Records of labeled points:

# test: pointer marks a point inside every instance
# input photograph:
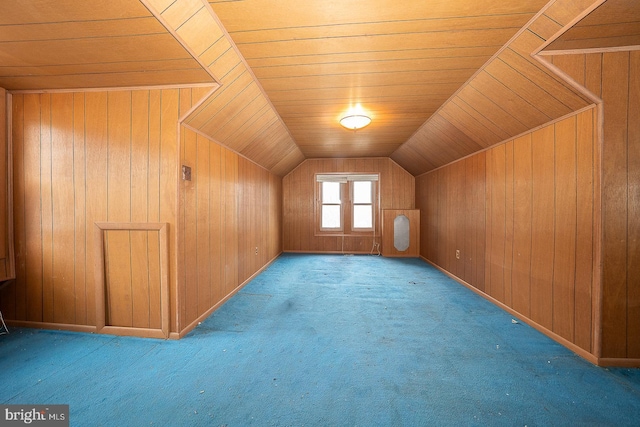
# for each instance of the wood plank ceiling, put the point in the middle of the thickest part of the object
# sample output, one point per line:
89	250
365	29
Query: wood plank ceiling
616	23
440	79
65	44
400	63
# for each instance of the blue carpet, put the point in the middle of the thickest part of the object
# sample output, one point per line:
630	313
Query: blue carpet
326	340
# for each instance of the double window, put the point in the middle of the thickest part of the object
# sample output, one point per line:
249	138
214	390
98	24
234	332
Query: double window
346	202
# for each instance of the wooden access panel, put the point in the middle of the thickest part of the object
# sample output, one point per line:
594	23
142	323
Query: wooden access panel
388	234
132	281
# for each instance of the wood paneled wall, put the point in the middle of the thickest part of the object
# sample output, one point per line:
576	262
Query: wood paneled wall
521	215
615	78
396	191
81	158
452	210
6	257
238	115
230	224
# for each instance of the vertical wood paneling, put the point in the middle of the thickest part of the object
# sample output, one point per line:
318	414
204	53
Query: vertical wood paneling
522	215
496	169
565	229
85	158
535	200
615	86
224	222
543	226
5	256
19	303
396	191
79	211
585	165
32	207
63	207
633	217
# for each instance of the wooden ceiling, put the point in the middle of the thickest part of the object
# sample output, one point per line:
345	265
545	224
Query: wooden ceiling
441	79
65	44
616	23
315	59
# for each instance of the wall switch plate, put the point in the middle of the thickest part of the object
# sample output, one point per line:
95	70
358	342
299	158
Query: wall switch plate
186	173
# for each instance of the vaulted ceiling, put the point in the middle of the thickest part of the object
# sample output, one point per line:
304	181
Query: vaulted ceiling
440	79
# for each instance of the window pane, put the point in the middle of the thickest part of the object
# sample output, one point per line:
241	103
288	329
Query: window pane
362	216
331	216
330	192
361	191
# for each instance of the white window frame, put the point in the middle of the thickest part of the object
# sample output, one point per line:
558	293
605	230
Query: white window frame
346	205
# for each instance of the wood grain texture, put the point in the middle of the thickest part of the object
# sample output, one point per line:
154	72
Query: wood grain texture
535	198
614	78
85	158
388	247
229	220
396	191
65	45
239	114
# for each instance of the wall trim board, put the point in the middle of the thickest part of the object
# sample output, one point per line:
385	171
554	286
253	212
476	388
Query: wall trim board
11	273
589	50
203	316
116	88
332	252
577	350
618	362
50	326
101	327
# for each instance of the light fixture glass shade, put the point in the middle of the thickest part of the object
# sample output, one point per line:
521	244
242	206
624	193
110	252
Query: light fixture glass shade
355	121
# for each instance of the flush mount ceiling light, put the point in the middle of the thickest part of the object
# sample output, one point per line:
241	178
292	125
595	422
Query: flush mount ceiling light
355	118
355	121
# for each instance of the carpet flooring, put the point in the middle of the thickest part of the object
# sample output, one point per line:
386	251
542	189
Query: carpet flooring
326	340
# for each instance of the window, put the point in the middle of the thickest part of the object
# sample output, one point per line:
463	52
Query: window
331	217
362	196
346	203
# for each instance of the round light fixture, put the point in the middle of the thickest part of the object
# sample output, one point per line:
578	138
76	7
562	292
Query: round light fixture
355	121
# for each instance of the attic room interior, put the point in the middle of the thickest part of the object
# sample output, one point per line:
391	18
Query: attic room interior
157	155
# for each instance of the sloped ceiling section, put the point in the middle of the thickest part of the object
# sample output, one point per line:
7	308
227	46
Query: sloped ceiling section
511	94
614	24
400	60
238	114
69	44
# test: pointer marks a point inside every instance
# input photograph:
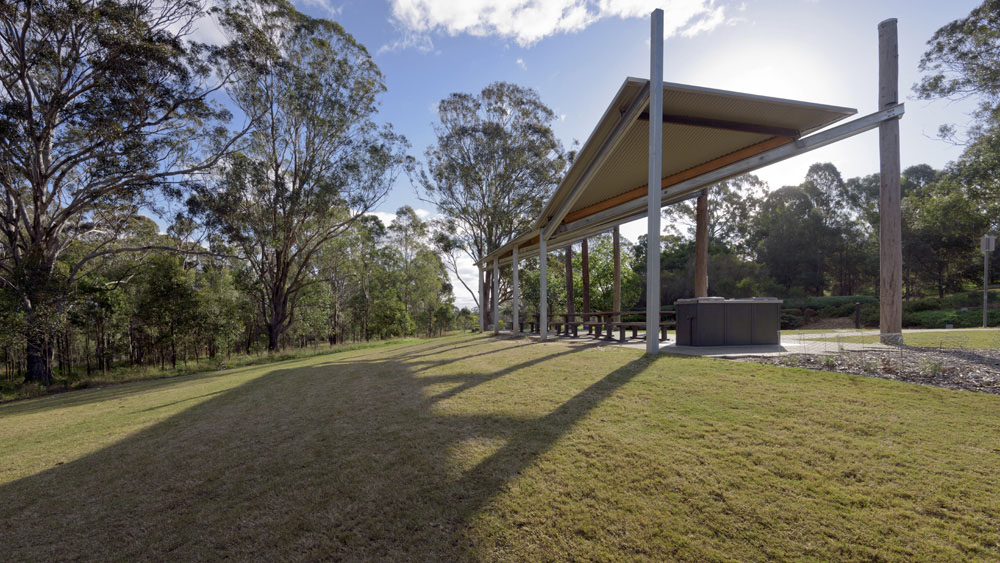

▸ **Exercise task**: How many lines above contain the string "carpet"? Reply with the number only.

▸ **Answer in full**: 4